Prompt:
Copy the entries below word for word, beginning at the line that contains "Where can the bare" and stopping after the last line of the entries.

(Entries from a point labeling set)
• • • •
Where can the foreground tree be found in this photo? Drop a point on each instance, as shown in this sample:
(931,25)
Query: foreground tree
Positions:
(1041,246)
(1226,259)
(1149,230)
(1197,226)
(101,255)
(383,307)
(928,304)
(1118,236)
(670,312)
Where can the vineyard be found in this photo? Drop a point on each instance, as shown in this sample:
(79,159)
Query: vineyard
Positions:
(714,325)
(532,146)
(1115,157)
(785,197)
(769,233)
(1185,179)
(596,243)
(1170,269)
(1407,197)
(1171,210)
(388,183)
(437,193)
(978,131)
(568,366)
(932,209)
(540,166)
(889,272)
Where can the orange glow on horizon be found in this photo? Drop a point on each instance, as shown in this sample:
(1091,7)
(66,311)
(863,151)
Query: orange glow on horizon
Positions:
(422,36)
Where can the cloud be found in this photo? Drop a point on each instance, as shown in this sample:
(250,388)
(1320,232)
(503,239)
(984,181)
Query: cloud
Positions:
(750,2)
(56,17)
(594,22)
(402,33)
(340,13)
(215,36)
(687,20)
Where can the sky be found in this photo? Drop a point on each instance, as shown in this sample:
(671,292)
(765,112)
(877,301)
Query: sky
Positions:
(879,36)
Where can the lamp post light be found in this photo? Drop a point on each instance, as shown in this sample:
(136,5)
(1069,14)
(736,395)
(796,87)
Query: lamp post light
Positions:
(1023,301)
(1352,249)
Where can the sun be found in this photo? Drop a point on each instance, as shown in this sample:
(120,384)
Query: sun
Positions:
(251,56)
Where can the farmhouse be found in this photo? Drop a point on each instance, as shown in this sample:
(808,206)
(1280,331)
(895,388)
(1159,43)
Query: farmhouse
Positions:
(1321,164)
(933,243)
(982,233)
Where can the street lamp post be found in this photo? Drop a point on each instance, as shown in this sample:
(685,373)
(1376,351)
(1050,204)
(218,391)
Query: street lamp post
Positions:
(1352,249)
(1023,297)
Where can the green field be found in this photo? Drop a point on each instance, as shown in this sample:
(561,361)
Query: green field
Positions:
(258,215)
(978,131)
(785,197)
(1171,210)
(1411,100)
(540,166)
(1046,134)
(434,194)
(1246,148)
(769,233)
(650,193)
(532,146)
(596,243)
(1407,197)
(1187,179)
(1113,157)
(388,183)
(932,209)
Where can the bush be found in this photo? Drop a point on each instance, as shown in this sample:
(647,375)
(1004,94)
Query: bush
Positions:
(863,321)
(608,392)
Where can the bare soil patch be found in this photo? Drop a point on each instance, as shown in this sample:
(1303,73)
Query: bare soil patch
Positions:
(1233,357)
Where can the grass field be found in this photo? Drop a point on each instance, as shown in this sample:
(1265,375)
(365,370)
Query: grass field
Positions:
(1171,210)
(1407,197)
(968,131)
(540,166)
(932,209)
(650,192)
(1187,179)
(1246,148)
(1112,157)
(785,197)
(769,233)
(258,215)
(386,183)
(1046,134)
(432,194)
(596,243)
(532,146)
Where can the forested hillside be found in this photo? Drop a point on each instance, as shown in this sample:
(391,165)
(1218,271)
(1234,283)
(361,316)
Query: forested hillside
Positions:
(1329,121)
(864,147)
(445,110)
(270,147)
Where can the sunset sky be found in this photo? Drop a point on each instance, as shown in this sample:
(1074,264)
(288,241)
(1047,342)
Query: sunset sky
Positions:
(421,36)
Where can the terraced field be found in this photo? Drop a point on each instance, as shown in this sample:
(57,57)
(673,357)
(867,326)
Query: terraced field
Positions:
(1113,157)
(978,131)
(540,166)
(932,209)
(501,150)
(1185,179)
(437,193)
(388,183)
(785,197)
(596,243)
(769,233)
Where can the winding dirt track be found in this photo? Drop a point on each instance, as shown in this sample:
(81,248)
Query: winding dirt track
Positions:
• • • •
Solution:
Where can the bare soil patch be found in this photo? Drop a point on each instance, as shown in this sample:
(1303,73)
Query: bare soil patch
Positions:
(1233,357)
Where can the grass field be found in this photo? Drop a point on each instance, as shown in this sample:
(1265,375)
(365,370)
Query: grass field
Positions:
(1171,210)
(1407,197)
(968,131)
(540,166)
(932,209)
(650,192)
(1187,179)
(1246,148)
(1112,157)
(785,197)
(769,233)
(258,215)
(386,183)
(1046,134)
(432,194)
(596,243)
(532,146)
Where can the forested hillside be found in this photo? Drop a point on each instance, as shown in this sample:
(391,165)
(1218,271)
(1234,283)
(361,316)
Query: forested hillside
Positions:
(1329,121)
(864,147)
(445,110)
(270,147)
Where can the sunset sky be found in this photo? Drop a point on each instance, as shown in this sample:
(1074,264)
(288,241)
(1047,342)
Query: sunset sky
Positions:
(421,36)
Where can the terraced field be found in this photo? Drop a point on each instance, as shown in this sample:
(57,57)
(673,357)
(867,326)
Query: terraced field
Positions:
(1113,157)
(978,131)
(540,166)
(932,209)
(501,150)
(1185,179)
(437,193)
(388,183)
(785,197)
(596,243)
(769,233)
Where can the winding dirt track be found in this photo? Drop a point on each instance, as shown in this sample:
(81,248)
Query: winding dirt track
Positions:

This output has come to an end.